An exact reprint of the data below is required, line for line.

Collected data
++++++

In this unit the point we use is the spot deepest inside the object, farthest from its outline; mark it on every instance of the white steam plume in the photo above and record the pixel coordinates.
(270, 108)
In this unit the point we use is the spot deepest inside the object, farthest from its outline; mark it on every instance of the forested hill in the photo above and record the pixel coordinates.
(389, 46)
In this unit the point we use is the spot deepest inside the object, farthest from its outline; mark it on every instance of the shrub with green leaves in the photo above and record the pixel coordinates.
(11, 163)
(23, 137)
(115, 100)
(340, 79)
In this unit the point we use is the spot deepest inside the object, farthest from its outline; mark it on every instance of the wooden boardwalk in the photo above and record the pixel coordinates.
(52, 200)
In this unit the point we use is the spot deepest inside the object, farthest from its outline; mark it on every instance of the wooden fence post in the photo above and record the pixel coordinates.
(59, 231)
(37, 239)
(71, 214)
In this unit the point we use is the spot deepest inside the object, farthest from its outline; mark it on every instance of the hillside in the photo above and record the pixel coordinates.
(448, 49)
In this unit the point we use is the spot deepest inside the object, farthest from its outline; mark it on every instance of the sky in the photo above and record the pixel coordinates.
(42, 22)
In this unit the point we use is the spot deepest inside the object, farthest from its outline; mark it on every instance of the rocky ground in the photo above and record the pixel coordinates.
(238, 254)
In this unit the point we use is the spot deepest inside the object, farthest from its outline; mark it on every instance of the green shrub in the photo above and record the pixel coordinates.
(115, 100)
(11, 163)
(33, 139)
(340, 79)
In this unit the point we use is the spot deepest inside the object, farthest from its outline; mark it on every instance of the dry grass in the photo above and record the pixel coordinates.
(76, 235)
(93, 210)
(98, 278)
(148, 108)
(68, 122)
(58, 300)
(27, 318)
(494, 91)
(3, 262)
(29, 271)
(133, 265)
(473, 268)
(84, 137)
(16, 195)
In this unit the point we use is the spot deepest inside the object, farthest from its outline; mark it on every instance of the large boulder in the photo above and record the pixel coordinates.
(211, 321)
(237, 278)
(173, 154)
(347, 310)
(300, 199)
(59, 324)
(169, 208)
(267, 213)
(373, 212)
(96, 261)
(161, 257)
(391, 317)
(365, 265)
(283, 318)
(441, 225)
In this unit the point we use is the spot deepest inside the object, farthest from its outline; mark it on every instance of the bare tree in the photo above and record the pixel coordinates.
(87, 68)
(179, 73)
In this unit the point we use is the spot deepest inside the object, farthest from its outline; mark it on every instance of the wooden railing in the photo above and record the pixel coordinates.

++++++

## TASK SOLUTION
In this unit the point we use is the spot deepest inside the object, farthest from its outline; mark it on every instance of the white steam plume in the photo above and record the pixel coordinates.
(270, 108)
In this unit the point we use is the spot deepest inside the object, farthest from its outline; mark it on every instance of the forested hill in the photo above and record the pixel coordinates.
(389, 46)
In this unit the point we use is the spot deepest inside the object, farthest from its outline; mark it on every instance of the shrub with green leaves in the photo above and record the pixel coordinates.
(11, 163)
(23, 137)
(115, 100)
(340, 79)
In this unit the point we use is the spot deepest inside the object, farthest from its outline; mark it on every instance of the wooden boardwalk in the photo above and record the pixel coordinates.
(52, 200)
In this unit the point we use is the spot deepest inside the object, farthest from its outline; mark it on every instance of the wooden fence post in the photo above and record the pixel coordinates.
(59, 231)
(37, 239)
(71, 214)
In this unit the point we use is the spot deepest inside the object, farthest from its outline; mark it on every instance of the hillside in the photo above and record the pixel coordinates.
(448, 49)
In this unit the point we use is the spot deepest inside the object, farthest from its outline; mark it on every instance of the sky in the photo above and record the pixel coordinates.
(42, 22)
In this unit the point we use is the spot deepest inside the object, farthest from its outline; mark it on every instance of the rocky ground in the photo above and record the pixel coordinates.
(238, 254)
In this unit the point we use is the spot deepest inside the object, farthest from its outline; mark it on every instance of the green shrub in the photo above and record the pixel coordinates.
(115, 100)
(11, 163)
(33, 139)
(340, 79)
In this unit the point we use is the spot deepest inside the object, farthest from its outline; mark it on every instance of the dry grass in the photo above and record the pixel coordinates.
(76, 235)
(93, 210)
(98, 278)
(148, 108)
(68, 122)
(58, 300)
(27, 318)
(494, 91)
(3, 262)
(29, 271)
(133, 265)
(473, 268)
(84, 137)
(16, 195)
In this unit the point we use is the spot deepest inside the object, farthest from its outline; mark it on every instance of the large boulder in the photo above and record the pixel coordinates.
(211, 321)
(237, 278)
(173, 154)
(347, 310)
(300, 199)
(59, 324)
(169, 208)
(267, 213)
(373, 212)
(96, 261)
(161, 257)
(391, 317)
(365, 265)
(283, 318)
(441, 225)
In this unit the point we use is the spot deepest inside the object, farthest from its outline; mark it on every instance of the bare tree in the photo above and record the pixel coordinates.
(87, 68)
(179, 73)
In this unit the point we use is the spot deepest inside the object, farthest from its outline; mark it on every instance of the wooden railing in the photo above and record the pixel coordinates.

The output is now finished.